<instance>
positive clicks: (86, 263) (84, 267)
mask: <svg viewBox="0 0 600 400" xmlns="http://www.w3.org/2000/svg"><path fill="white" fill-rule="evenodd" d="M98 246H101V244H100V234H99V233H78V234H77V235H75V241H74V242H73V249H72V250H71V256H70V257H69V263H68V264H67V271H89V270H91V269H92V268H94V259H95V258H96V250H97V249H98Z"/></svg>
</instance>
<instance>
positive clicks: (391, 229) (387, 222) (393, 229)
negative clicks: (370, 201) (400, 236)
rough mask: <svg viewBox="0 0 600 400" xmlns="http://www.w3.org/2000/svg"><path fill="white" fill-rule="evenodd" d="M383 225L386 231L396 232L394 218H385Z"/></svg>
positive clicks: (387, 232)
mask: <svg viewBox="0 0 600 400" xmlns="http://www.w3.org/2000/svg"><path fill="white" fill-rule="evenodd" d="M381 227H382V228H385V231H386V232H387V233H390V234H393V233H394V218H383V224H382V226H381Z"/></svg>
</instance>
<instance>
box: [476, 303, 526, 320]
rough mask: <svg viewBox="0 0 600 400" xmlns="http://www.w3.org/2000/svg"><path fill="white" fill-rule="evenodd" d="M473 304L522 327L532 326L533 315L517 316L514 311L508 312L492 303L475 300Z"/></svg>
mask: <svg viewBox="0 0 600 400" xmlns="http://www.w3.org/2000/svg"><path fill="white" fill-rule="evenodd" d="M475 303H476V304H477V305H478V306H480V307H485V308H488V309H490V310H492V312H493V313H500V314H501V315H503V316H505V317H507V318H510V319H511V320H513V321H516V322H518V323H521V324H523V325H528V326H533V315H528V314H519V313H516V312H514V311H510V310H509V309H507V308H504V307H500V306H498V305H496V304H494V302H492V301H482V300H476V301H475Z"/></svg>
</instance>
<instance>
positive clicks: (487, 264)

----------------

### [What is required]
Each record above is to be written out again exactly.

### [Response]
<instance>
positive clicks: (86, 263) (84, 267)
mask: <svg viewBox="0 0 600 400" xmlns="http://www.w3.org/2000/svg"><path fill="white" fill-rule="evenodd" d="M98 246H101V244H100V234H99V233H78V234H77V235H75V241H74V242H73V249H72V250H71V256H70V257H69V263H68V264H67V271H89V270H91V269H92V268H94V259H95V258H96V250H97V249H98Z"/></svg>
</instance>
<instance>
positive clicks: (391, 229) (387, 222) (393, 229)
negative clicks: (370, 201) (400, 236)
rough mask: <svg viewBox="0 0 600 400" xmlns="http://www.w3.org/2000/svg"><path fill="white" fill-rule="evenodd" d="M383 225L386 231L396 232L394 218H385Z"/></svg>
positive clicks: (387, 232)
mask: <svg viewBox="0 0 600 400" xmlns="http://www.w3.org/2000/svg"><path fill="white" fill-rule="evenodd" d="M381 227H382V228H385V231H386V232H387V233H390V234H393V233H394V218H383V224H382V226H381Z"/></svg>
</instance>
<instance>
box: [476, 303, 526, 320]
rough mask: <svg viewBox="0 0 600 400" xmlns="http://www.w3.org/2000/svg"><path fill="white" fill-rule="evenodd" d="M473 304L522 327L532 326L533 315L517 316L514 311L508 312L492 303L475 300Z"/></svg>
mask: <svg viewBox="0 0 600 400" xmlns="http://www.w3.org/2000/svg"><path fill="white" fill-rule="evenodd" d="M475 303H476V304H477V305H478V306H480V307H485V308H488V309H490V310H492V312H493V313H500V314H501V315H503V316H505V317H507V318H510V319H511V320H513V321H516V322H518V323H521V324H523V325H528V326H533V315H528V314H519V313H516V312H514V311H510V310H509V309H507V308H504V307H500V306H498V305H496V304H494V302H492V301H482V300H476V301H475Z"/></svg>
</instance>
<instance>
positive clicks: (487, 264)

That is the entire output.